### STORED RECORDS:
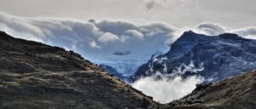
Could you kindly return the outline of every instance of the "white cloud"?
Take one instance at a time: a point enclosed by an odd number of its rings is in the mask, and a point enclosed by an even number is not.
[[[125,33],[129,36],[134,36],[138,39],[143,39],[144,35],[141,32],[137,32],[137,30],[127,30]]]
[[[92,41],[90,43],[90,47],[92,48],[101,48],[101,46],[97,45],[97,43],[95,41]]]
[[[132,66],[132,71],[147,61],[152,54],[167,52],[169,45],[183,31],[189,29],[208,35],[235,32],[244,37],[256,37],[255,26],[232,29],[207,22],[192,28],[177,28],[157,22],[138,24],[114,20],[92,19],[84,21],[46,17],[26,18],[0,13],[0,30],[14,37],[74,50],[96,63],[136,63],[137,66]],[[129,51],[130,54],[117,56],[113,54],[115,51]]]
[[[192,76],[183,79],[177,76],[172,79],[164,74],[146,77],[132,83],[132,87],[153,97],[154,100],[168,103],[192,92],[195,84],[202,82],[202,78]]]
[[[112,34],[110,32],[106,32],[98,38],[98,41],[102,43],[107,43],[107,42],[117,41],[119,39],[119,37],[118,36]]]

### TASK OBJECTIVE:
Identify each line of the records that contains the word "instance" and copy every such line in full. Matches must have the same case.

### OUTPUT:
Could you kindly return the outline of every instance of the "white cloud"?
Take one instance at a time: a point enclosed by an odd number of its rings is in the mask, and a point enclosed by an even number is not.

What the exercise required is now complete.